PASSAGE TO READ

::::

FIVE goals, a five-point gap and a clear incentive to turn their upcoming visit to Ibrox on Friday the 13th into the latest Nightmare on Edmiston Drive.

Make no mistake, Hibernian have Rangers in their sights after seeing off Cowdenbeath in comfortable fashion thanks to goals from Paul Hanlon, Jason Cummings, Scott Robertson, Callum Booth and Lewis Stevenson.

Yes, they have played a game more. Thanks to the Glasgow club's continuing involvement in the League Cup, they will have played two games more by the time they travel along the M8 next month.

However, it is not lost on Hanlon that Hibs could well be just a couple of points behind ahead of that February trip and capable of leapfrogging Rangers into second place in the standings by delivering a third successive win over the crumbling League One champions.

"It would be good to get the points in the bag and then it would be Rangers having to make it up in terms of games," he said.

"If you saw the game here at Easter Road (4-0), we ran all over them at times and dominated from first minute to last. We gave them a bit of a doing. It is about doing that in every game now and putting pressure on them."

The home side got off to the perfect start with Cowdenbeath giftwrapping the opening goal in the ninth minute. Scott Allan delivered a corner from the left that the visitors failed to clear despite having plenty of opportunities.

In the end, Liam Fontaine touched the ball on to Hanlon around 10 yards out and his effort, while hardly clinical, sailed high into the roof of the net. From that point onwards, there was only ever going to be one winner with Cummings producing his sixth goal in five games after 25 minutes.

Dylan McGeouch showed some clever footwork before playing a pass to Allan on the right flank. He did well to hit the bye-line and deliver a low cutback that Cummings gleefully directed into the corner from close range.

Hibs might have been expected to pile on the agony for their opponents after that. A five-goal win is hugely laudable, of course, but the truth is they went a little easy on the hapless Fifers.

Other than a Cummings shot saved by Robbie Thomson, there was little to work oneself into a lather over until Robertson made it 3-0 with 16 minutes remaining.

::::

INFORMATION SHOWN
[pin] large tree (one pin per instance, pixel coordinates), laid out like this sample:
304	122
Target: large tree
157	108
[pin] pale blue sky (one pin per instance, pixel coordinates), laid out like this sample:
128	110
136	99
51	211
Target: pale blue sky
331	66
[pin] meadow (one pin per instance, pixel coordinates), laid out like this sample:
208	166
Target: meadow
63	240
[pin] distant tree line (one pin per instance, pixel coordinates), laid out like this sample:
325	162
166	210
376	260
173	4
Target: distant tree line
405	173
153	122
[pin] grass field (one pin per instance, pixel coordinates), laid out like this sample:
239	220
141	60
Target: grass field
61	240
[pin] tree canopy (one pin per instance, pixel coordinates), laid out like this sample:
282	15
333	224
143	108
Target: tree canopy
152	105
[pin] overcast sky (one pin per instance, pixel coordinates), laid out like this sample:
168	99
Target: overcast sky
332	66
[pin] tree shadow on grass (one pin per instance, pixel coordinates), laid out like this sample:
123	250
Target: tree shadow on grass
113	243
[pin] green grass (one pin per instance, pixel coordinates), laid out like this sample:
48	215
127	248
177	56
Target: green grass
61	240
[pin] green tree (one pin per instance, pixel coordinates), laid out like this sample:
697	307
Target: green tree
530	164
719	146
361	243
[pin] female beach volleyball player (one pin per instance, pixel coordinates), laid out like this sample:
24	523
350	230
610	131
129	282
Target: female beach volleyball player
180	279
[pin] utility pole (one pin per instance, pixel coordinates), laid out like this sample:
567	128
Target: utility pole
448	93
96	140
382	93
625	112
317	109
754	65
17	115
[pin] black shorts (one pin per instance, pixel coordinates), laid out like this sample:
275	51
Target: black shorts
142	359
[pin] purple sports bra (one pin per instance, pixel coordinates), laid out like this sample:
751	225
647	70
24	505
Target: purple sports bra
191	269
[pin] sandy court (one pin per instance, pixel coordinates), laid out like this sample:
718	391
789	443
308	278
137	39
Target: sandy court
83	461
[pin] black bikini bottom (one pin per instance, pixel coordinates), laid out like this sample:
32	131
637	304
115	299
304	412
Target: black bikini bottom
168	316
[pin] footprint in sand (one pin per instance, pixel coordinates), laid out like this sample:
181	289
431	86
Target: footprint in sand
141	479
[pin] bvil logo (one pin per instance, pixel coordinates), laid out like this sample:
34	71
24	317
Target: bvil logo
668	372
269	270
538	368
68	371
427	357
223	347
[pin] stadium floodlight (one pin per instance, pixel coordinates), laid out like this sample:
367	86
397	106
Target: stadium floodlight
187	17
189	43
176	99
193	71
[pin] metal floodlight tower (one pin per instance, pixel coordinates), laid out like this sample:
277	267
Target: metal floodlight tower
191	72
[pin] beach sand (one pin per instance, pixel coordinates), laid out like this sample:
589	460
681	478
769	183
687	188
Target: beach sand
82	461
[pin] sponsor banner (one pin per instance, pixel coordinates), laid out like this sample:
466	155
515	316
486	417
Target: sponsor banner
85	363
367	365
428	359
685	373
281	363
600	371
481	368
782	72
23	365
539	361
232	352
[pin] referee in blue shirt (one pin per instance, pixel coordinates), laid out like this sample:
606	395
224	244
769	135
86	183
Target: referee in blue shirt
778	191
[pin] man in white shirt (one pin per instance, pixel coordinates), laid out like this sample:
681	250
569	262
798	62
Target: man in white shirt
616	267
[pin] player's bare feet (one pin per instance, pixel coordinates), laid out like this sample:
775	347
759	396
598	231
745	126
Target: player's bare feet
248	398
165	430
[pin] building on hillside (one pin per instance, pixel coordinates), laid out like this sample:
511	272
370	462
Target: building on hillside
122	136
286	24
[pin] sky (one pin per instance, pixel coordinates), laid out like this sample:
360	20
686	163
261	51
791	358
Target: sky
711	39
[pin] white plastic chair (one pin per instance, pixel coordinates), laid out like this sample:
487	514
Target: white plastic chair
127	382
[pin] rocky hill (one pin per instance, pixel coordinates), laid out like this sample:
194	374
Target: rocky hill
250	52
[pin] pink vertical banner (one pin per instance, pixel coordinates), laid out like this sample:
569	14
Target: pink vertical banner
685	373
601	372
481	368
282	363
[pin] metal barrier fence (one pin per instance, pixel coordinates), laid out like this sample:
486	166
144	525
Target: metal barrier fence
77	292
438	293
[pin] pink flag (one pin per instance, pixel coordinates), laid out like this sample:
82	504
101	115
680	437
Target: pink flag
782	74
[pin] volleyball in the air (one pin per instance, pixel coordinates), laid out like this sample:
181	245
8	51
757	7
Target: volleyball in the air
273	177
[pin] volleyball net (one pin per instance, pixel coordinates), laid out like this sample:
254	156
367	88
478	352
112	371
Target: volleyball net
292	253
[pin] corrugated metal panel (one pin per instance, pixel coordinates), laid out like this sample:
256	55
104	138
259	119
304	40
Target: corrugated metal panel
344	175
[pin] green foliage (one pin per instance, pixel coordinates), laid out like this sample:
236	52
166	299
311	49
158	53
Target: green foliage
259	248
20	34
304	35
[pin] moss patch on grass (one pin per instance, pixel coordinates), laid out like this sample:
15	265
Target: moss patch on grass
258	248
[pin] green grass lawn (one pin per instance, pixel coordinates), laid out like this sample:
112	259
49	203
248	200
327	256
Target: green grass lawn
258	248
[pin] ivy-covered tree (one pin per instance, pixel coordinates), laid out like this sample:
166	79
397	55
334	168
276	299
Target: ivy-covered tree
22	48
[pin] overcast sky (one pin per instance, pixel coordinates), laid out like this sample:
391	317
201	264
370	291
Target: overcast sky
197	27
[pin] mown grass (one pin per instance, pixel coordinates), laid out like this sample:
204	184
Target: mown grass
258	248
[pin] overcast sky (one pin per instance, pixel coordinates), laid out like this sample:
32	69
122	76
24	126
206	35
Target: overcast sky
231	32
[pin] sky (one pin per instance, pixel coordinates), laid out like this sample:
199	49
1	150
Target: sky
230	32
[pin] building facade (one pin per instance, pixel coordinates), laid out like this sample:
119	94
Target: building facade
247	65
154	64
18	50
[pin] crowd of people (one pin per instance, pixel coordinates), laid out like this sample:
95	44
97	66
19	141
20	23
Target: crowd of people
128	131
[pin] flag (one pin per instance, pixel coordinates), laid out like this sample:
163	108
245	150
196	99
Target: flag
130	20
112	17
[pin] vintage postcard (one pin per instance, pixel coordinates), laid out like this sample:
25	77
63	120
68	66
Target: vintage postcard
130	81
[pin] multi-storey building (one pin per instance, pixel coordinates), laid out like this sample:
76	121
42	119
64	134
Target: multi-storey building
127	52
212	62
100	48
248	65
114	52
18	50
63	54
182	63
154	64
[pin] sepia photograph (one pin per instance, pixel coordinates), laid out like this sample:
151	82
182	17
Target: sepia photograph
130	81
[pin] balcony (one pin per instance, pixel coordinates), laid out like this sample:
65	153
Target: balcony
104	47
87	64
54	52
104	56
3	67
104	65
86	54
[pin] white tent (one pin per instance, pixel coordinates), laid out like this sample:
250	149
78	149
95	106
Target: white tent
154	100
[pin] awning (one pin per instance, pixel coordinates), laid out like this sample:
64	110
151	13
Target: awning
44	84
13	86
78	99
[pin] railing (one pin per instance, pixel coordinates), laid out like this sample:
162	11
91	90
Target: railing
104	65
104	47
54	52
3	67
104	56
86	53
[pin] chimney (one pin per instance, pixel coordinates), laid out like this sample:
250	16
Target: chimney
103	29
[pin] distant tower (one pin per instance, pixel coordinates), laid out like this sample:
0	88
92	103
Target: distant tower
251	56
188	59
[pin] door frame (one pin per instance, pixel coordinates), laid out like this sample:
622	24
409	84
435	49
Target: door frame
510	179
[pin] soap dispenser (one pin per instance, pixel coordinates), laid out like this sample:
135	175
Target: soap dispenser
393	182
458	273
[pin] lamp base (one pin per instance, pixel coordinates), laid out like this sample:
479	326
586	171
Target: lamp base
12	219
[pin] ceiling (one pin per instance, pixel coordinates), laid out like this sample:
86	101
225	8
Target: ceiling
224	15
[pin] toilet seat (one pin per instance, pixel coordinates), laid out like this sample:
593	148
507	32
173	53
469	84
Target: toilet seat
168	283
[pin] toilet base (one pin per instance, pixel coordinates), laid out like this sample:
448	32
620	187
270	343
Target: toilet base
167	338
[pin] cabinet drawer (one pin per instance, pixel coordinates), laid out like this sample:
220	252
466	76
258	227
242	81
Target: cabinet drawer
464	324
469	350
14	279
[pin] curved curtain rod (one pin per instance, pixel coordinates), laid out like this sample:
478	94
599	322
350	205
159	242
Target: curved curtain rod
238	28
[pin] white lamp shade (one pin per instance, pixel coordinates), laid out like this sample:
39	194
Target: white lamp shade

::::

PROBLEMS TO WORK ON
1. Rewrite the part of the Hibernian match report that opens with the words "Yes, they have" and closes with "League One champions.", changing "M8" to "motorway".
2. Pick up the Hibernian match report after its last sentence and write what follows.

RESULTS OF THE EXERCISE
1.
Yes, they have played a game more. Thanks to the Glasgow club's continuing involvement in the League Cup, they will have played two games more by the time they travel along the motorway next month.

However, it is not lost on Hanlon that Hibs could well be just a couple of points behind ahead of that February trip and capable of leapfrogging Rangers into second place in the standings by delivering a third successive win over the crumbling League One champions.

2.
He collected the ball just outside the area and knocked it to Colin Marshall's left while moving to his midfielder's right. He was sharp enough to regain possession on the other side of his opponent, though, and send a lovely low finish past the keeper.

Booth made it 4-0 with his first goal of the season when moving on to a fine ball across goal from Sam Stanton, a second- half replacement for Allan, and producing a crisp and composed finish from 12 yards or so.

Stevenson then wrapped it up all rather nicely. Like Booth, it was his first goal of the campaign and only the third of his Easter Road career.

Liam Craig saw a shot from distance blocked and the full-back, fielded on the right of the defence rather than the left yesterday, took a touch before releasing a low 22-yarder that beat Thomson to his left.

"As a defender, the selfish bit in me comes out and I am delighted more with the clean sheet than anything," said Hibs manager, Alan Stubbs. "That is what we want to build a platform from."

There is nothing good to say about Cowdenbeath, who failed to force a save from home goalkeeper Mark Oxley. At one stage, a section of their 150-strong support implored manager Jimmy Nicholl, to "get to f***".

"You cannot lose games by making it so simple for the opposition to score," Nicholl said.

"The fourth and fifth goals annoy me because there was an acceptance (of defeat) at 3-0."